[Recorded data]
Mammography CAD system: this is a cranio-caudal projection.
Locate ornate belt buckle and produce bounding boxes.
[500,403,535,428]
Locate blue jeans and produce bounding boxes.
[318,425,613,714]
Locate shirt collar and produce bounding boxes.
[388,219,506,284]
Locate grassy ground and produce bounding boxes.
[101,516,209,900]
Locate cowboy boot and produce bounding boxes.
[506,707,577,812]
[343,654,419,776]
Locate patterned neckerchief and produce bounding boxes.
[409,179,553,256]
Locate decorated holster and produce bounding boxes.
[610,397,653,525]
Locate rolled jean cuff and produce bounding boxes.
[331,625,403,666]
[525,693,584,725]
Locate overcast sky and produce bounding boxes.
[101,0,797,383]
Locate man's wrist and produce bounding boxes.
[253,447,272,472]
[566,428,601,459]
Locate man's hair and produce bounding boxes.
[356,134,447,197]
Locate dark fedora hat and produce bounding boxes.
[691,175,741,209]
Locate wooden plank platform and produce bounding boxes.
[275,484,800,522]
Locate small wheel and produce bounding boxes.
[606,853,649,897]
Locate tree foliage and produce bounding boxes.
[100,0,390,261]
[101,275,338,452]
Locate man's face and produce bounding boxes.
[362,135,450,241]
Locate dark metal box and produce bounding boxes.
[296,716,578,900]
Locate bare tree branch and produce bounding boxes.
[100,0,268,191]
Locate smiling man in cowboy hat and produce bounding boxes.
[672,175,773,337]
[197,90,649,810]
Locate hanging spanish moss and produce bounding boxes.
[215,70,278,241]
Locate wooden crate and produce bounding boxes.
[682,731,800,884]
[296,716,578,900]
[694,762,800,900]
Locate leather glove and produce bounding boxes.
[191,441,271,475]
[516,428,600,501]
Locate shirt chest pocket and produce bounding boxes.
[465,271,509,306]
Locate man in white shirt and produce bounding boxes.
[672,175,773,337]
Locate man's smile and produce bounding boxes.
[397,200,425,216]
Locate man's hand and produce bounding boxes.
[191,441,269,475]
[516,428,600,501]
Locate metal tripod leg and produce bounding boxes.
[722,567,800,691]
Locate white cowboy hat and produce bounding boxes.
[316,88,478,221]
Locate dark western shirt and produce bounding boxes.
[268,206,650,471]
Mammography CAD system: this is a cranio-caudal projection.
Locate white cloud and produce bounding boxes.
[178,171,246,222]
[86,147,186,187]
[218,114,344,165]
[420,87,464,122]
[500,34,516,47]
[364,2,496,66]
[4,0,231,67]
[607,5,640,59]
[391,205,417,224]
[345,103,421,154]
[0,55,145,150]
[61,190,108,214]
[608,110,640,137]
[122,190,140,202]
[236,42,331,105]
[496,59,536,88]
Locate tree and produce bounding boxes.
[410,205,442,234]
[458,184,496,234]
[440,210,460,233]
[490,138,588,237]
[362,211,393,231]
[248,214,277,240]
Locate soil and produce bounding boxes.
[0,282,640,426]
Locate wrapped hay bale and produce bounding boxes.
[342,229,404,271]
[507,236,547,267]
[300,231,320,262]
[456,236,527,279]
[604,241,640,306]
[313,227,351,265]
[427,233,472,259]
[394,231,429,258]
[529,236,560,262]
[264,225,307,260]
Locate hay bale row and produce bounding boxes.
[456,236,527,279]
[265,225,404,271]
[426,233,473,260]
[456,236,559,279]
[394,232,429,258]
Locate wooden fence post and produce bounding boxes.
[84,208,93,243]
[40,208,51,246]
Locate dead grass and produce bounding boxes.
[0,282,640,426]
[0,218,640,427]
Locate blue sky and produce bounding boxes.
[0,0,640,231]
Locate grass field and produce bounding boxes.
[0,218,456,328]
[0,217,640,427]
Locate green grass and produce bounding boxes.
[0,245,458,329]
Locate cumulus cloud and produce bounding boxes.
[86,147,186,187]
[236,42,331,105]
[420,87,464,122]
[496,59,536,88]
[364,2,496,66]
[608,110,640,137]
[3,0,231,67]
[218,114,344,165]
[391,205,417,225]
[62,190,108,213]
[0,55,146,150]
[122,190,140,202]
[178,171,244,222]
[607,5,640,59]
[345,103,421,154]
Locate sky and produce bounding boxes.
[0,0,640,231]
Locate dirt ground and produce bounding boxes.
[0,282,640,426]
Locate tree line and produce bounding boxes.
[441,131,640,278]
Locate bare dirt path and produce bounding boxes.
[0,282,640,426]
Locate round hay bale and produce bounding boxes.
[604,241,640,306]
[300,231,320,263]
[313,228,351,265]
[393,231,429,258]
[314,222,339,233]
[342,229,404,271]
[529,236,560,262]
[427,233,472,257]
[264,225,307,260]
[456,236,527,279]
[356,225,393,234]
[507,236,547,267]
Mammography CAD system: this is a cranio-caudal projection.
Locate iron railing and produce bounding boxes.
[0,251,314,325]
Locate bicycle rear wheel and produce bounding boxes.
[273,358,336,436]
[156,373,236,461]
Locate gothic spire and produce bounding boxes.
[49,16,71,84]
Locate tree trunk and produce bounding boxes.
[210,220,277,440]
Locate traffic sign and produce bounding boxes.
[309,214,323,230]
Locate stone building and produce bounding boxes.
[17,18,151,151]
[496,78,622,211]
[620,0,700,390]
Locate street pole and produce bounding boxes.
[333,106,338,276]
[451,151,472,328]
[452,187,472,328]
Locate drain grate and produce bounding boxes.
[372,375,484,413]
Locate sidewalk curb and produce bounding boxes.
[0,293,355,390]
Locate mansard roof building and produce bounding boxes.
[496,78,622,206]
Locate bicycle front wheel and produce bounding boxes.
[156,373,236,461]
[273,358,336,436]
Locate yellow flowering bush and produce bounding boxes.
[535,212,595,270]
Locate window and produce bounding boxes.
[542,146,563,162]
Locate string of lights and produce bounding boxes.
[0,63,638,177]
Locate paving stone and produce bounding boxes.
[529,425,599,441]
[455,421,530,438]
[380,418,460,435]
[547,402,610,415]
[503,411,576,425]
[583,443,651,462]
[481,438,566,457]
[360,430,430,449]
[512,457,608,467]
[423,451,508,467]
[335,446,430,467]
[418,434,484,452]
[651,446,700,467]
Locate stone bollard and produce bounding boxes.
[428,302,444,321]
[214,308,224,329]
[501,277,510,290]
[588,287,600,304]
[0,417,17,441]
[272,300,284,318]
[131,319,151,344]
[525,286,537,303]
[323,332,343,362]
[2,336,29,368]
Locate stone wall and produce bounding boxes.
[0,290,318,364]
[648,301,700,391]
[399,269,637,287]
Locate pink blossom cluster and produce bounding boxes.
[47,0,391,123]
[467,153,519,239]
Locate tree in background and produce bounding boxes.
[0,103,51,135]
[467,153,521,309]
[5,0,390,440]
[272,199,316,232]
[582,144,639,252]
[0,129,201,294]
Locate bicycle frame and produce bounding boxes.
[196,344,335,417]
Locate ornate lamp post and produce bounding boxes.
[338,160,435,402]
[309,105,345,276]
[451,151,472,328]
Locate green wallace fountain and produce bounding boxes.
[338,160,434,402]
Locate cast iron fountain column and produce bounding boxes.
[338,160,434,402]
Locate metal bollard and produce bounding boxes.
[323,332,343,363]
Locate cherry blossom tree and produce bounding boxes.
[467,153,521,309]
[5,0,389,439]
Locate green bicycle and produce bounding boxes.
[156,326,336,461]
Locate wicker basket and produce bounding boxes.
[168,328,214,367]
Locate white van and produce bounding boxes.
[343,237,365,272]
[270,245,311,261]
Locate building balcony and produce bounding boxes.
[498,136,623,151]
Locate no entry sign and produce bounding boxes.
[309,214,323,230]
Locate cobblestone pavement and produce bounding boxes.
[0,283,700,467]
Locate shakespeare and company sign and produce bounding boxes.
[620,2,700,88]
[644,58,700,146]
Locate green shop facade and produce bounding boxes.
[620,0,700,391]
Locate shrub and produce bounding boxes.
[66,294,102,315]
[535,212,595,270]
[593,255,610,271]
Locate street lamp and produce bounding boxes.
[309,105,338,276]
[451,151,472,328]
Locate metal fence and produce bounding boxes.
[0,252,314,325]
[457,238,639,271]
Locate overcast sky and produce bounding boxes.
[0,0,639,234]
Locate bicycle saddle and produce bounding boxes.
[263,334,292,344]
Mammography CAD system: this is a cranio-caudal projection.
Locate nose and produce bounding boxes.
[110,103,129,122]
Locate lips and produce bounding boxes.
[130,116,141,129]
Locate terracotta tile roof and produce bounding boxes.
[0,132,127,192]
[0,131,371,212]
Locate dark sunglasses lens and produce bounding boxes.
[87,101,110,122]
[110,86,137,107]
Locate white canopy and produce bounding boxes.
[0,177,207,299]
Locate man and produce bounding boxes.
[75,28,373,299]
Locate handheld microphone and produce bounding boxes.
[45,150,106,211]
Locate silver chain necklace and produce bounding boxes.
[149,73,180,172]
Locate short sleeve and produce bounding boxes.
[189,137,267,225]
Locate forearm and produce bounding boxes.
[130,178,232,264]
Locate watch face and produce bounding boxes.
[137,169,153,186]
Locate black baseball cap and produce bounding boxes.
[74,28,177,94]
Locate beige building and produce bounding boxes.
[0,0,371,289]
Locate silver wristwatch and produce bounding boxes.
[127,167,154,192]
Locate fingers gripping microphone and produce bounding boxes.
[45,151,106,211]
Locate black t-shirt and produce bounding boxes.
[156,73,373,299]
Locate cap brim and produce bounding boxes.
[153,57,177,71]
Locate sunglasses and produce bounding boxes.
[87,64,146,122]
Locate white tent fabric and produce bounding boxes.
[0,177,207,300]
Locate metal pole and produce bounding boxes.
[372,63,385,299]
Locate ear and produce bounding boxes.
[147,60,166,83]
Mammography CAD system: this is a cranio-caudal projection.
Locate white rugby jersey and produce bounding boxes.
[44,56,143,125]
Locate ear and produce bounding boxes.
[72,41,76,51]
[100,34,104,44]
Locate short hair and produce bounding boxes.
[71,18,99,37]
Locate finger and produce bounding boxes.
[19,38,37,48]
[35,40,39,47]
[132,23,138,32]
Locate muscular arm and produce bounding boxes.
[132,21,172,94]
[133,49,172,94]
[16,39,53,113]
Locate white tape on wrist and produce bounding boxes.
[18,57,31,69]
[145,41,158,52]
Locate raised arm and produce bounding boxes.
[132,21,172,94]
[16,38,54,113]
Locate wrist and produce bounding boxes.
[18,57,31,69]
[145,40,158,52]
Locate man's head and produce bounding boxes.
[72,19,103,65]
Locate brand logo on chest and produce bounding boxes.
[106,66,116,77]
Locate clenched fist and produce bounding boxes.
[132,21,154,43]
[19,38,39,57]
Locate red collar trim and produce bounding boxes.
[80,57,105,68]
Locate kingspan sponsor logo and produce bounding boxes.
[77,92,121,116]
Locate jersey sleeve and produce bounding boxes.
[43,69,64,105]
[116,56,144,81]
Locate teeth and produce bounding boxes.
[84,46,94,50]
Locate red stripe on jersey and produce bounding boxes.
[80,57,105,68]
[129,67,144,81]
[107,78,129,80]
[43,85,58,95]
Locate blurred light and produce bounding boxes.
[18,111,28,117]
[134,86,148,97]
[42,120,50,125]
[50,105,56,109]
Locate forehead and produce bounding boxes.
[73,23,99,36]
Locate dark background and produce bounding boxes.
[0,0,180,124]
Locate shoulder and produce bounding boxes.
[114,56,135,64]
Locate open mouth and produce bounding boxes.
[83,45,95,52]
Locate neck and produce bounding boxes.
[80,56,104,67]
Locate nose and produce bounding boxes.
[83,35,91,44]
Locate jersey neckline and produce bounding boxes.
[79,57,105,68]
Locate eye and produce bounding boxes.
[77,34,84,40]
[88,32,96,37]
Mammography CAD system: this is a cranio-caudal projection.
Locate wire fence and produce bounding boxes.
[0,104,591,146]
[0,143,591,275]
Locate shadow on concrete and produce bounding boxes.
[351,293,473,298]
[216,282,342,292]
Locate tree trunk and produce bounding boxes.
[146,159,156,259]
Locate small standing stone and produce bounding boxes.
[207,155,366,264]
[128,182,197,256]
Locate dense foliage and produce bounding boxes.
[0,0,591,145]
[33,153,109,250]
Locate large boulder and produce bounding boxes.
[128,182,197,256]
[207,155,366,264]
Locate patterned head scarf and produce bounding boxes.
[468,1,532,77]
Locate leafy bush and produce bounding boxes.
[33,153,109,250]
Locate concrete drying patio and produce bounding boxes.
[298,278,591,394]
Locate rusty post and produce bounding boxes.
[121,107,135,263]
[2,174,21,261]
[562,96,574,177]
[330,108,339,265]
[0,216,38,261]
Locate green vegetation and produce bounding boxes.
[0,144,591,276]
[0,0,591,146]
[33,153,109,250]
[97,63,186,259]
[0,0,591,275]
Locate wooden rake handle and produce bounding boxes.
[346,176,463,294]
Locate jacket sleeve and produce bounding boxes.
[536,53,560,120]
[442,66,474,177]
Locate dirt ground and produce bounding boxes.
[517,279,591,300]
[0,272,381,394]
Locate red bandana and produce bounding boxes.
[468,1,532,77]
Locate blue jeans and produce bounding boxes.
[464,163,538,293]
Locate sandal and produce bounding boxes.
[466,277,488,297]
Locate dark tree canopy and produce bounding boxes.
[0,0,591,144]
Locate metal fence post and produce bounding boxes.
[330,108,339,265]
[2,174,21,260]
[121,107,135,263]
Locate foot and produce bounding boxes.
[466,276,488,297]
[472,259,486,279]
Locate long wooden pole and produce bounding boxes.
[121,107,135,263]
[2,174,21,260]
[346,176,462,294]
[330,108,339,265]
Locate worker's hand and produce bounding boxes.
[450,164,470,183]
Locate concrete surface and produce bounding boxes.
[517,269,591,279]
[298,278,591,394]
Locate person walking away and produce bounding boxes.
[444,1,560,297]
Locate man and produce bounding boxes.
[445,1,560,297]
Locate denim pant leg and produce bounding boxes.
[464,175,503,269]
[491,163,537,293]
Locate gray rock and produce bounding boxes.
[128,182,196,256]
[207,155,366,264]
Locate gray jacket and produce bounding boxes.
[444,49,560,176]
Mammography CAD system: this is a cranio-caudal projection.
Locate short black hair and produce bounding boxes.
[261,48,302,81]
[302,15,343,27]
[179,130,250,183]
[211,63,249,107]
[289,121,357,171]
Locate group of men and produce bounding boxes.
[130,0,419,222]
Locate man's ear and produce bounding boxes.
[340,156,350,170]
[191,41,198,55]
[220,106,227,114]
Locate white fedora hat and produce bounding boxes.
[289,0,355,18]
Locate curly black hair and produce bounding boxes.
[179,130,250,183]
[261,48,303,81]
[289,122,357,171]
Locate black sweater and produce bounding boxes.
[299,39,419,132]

- [What is needed] Extract every line of the items above that contains the string "fedora".

- [Full response]
Locate dark fedora hat and produce bounding boxes.
Locate white fedora hat and produce bounding boxes.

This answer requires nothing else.